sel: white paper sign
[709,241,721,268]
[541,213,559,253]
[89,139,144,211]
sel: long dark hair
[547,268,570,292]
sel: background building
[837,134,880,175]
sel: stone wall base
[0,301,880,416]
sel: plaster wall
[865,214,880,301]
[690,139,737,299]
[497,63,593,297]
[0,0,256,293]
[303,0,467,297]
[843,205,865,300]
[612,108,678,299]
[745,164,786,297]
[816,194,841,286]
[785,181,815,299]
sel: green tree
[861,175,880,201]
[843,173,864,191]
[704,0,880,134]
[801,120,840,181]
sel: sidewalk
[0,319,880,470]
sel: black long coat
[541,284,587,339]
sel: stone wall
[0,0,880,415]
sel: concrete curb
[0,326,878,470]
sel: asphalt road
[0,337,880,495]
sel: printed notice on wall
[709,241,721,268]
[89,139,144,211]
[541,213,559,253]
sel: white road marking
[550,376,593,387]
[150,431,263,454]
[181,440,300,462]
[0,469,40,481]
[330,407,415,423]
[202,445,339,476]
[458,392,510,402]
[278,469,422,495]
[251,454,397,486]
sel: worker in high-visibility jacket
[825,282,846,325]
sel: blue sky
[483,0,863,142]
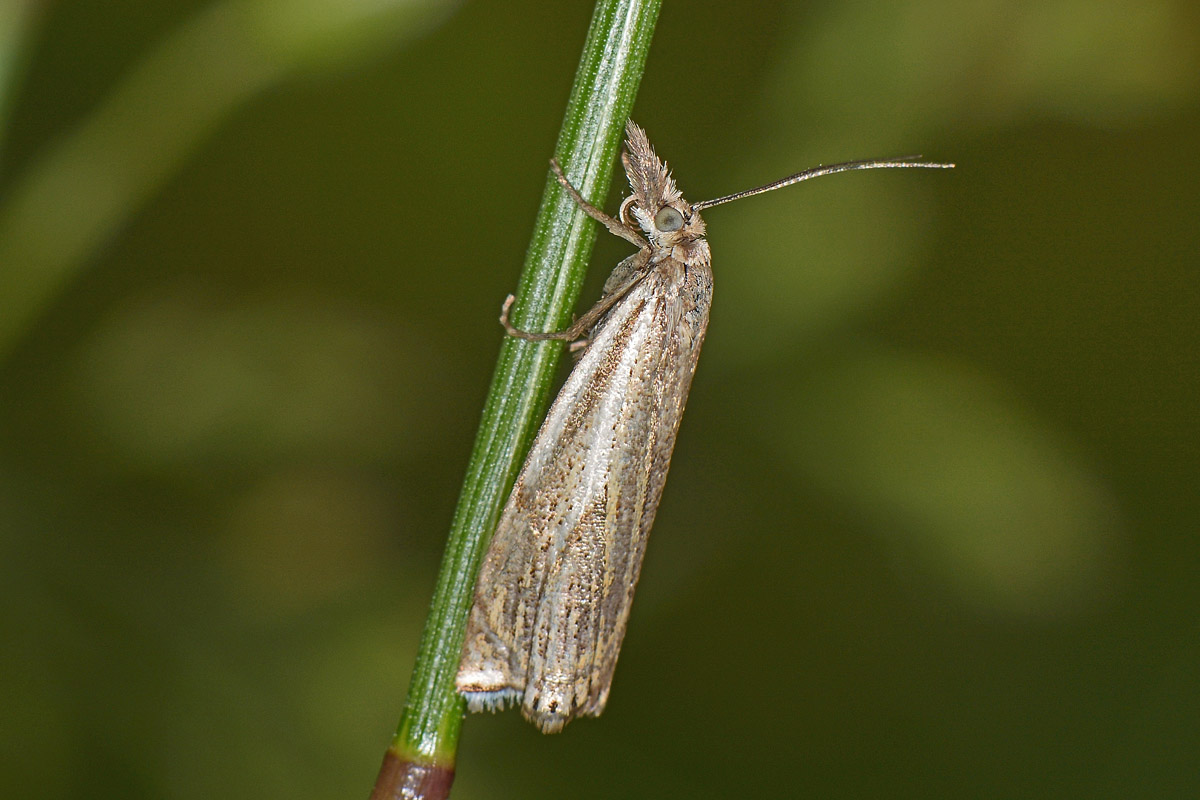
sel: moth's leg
[500,257,647,343]
[550,158,646,247]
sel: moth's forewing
[457,255,712,732]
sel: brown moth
[455,121,953,733]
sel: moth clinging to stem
[455,121,953,733]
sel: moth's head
[620,121,704,247]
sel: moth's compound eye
[654,205,683,234]
[617,194,637,228]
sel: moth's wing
[580,260,713,716]
[456,256,712,732]
[455,277,657,716]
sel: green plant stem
[376,0,661,796]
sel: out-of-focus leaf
[763,351,1117,614]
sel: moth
[455,121,953,733]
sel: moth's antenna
[691,156,954,211]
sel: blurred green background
[0,0,1200,800]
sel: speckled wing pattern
[455,124,713,733]
[457,255,712,732]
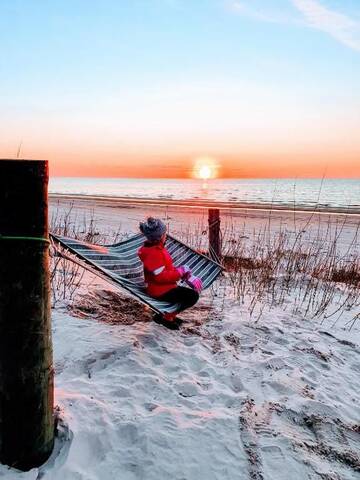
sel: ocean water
[49,177,360,211]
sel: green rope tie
[0,234,50,244]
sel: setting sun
[192,157,219,180]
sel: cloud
[291,0,360,51]
[230,0,360,51]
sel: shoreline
[49,193,360,217]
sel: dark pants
[158,287,199,312]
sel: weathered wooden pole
[208,208,221,261]
[0,159,54,470]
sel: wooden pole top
[0,158,49,237]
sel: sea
[49,177,360,213]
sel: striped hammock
[50,234,223,313]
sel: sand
[0,193,360,480]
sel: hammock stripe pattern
[50,234,223,313]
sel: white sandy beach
[0,199,360,480]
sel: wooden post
[209,208,221,261]
[0,160,54,470]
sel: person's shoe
[153,313,182,330]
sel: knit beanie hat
[139,217,166,242]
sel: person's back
[138,217,202,329]
[138,241,181,298]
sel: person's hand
[176,265,191,280]
[186,275,203,293]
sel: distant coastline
[49,193,360,216]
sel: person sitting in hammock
[138,217,202,330]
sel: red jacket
[138,242,181,297]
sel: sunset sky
[0,0,360,177]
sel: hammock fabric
[50,234,223,313]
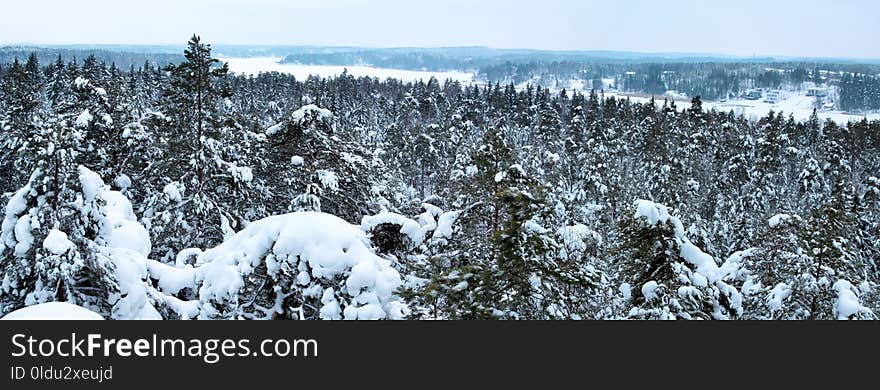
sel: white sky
[0,0,880,58]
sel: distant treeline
[0,46,183,70]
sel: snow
[681,242,721,283]
[76,109,94,127]
[79,166,152,257]
[767,283,791,311]
[833,279,870,320]
[79,165,104,203]
[558,224,602,253]
[633,200,669,225]
[229,165,254,183]
[73,77,89,88]
[290,104,333,129]
[0,170,41,257]
[605,92,880,124]
[642,280,660,302]
[146,260,196,295]
[617,282,632,301]
[195,212,406,319]
[316,170,339,191]
[43,229,73,255]
[113,174,131,190]
[220,57,475,84]
[432,211,462,239]
[361,212,428,246]
[769,214,792,229]
[162,182,183,202]
[266,123,284,137]
[0,302,104,320]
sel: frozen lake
[220,57,474,83]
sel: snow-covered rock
[194,212,407,320]
[0,302,104,320]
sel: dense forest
[0,37,880,320]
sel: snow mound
[43,229,73,255]
[633,200,669,225]
[0,302,104,320]
[162,182,183,202]
[833,279,871,320]
[196,212,406,320]
[76,110,94,127]
[361,212,430,246]
[79,166,152,257]
[768,214,794,229]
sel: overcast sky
[0,0,880,58]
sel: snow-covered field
[220,57,474,83]
[605,92,880,123]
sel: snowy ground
[605,92,880,123]
[220,57,474,83]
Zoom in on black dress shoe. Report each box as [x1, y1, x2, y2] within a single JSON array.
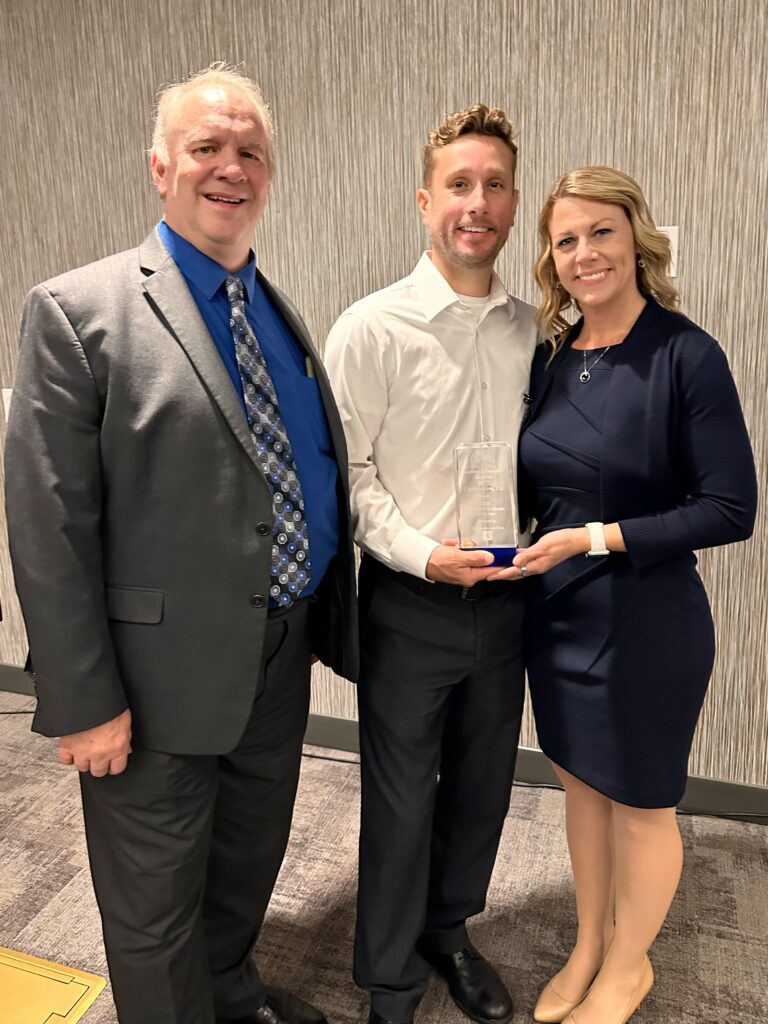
[[368, 1009, 414, 1024], [419, 942, 514, 1024], [216, 986, 328, 1024]]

+ + + +

> WHAT TO DO
Please update the listing above by replacing "asphalt road" with "paved road" and changing nothing else, then give all of it again without the pictures.

> ANSWER
sel: white paper sign
[709,241,721,268]
[541,213,559,253]
[89,139,144,211]
sel: long dark hair
[547,268,570,292]
sel: background building
[837,134,880,175]
sel: stone wall base
[0,301,880,416]
sel: plaster wall
[865,214,880,301]
[690,139,737,299]
[497,63,593,297]
[0,0,256,293]
[303,0,467,297]
[843,205,865,300]
[612,108,678,299]
[745,164,786,297]
[816,194,841,286]
[785,181,815,299]
sel: green tree
[861,175,880,201]
[843,173,864,191]
[704,0,880,134]
[801,120,840,181]
sel: sidewalk
[0,319,880,470]
sel: black long coat
[541,284,587,339]
sel: stone wall
[0,0,880,415]
sel: concrete curb
[0,326,878,470]
sel: paved road
[0,337,880,495]
sel: printed notice on wall
[709,241,721,268]
[89,139,144,211]
[541,213,559,253]
sel: white road marking
[550,376,593,387]
[150,431,263,454]
[181,440,300,462]
[0,469,40,481]
[330,407,415,423]
[202,445,339,476]
[458,392,510,402]
[278,469,422,495]
[251,454,397,486]
sel: worker in high-visibility jacket
[825,282,846,325]
sel: blue sky
[483,0,863,142]
sel: moth's leg
[500,257,647,343]
[550,158,646,247]
sel: moth's forewing
[457,255,712,732]
sel: brown moth
[455,121,953,733]
sel: moth clinging to stem
[455,121,953,733]
sel: moth's head
[620,121,704,247]
sel: moth's compound eye
[654,205,683,234]
[617,194,637,228]
sel: moth's wing
[580,260,713,716]
[456,256,712,732]
[455,277,657,716]
sel: green plant stem
[376,0,661,796]
sel: out-of-focus leaf
[763,351,1117,614]
sel: moth
[455,121,953,733]
sel: moth's antenna
[691,156,954,211]
sel: blurred green background
[0,0,1200,800]
sel: speckled wing pattern
[455,124,713,733]
[457,255,712,732]
sel: ocean water
[49,177,360,211]
sel: green rope tie
[0,234,50,244]
sel: setting sun
[192,157,219,180]
sel: cloud
[291,0,360,51]
[230,0,360,51]
sel: shoreline
[49,193,360,217]
sel: dark pants
[158,287,199,312]
sel: weathered wooden pole
[208,208,221,261]
[0,159,54,470]
sel: wooden pole top
[0,158,49,237]
sel: sea
[49,177,360,213]
sel: striped hammock
[50,234,223,313]
sel: sand
[0,193,360,480]
sel: hammock stripe pattern
[50,234,223,313]
sel: white sandy beach
[0,199,360,480]
sel: wooden post
[209,208,221,261]
[0,160,54,470]
sel: person's shoe
[153,313,182,330]
sel: knit beanie hat
[139,217,166,242]
sel: person's back
[138,217,202,329]
[138,241,181,298]
sel: person's hand
[176,265,191,280]
[186,275,203,293]
sel: distant coastline
[49,193,360,216]
sel: person sitting in hammock
[138,217,202,330]
sel: red jacket
[138,242,181,297]
sel: sunset sky
[0,0,360,177]
sel: hammock fabric
[50,234,223,313]
sel: white sky
[0,0,880,58]
sel: distant treeline
[0,46,183,70]
sel: snow
[681,242,721,283]
[76,109,94,127]
[79,166,152,257]
[767,283,791,311]
[833,279,870,320]
[79,165,104,203]
[558,224,602,253]
[633,200,669,225]
[229,165,254,183]
[73,77,89,88]
[290,104,333,129]
[0,170,41,257]
[605,92,880,124]
[642,280,660,302]
[146,260,196,295]
[617,282,632,301]
[195,212,406,319]
[316,170,339,191]
[43,229,73,255]
[113,174,131,190]
[220,57,475,84]
[432,211,462,239]
[361,212,428,246]
[769,214,792,229]
[162,182,183,202]
[266,123,284,137]
[0,302,104,320]
sel: frozen lake
[220,57,474,83]
sel: snow-covered rock
[194,212,407,320]
[0,302,104,320]
sel: dense forest
[0,37,880,320]
sel: snow mound
[43,229,73,255]
[633,200,669,225]
[0,302,104,320]
[162,182,183,202]
[833,279,871,320]
[196,212,406,320]
[76,110,94,127]
[361,212,430,246]
[79,166,152,257]
[768,214,794,229]
sel: overcast sky
[0,0,880,58]
sel: snow-covered field
[220,57,474,83]
[605,92,880,123]
sel: snowy ground
[605,92,880,123]
[220,57,474,83]
Zoom in on black dress shoe. Report each box as [x1, y1, x2, y2] within a single JSON array.
[[368, 1009, 414, 1024], [419, 942, 514, 1024], [216, 986, 328, 1024]]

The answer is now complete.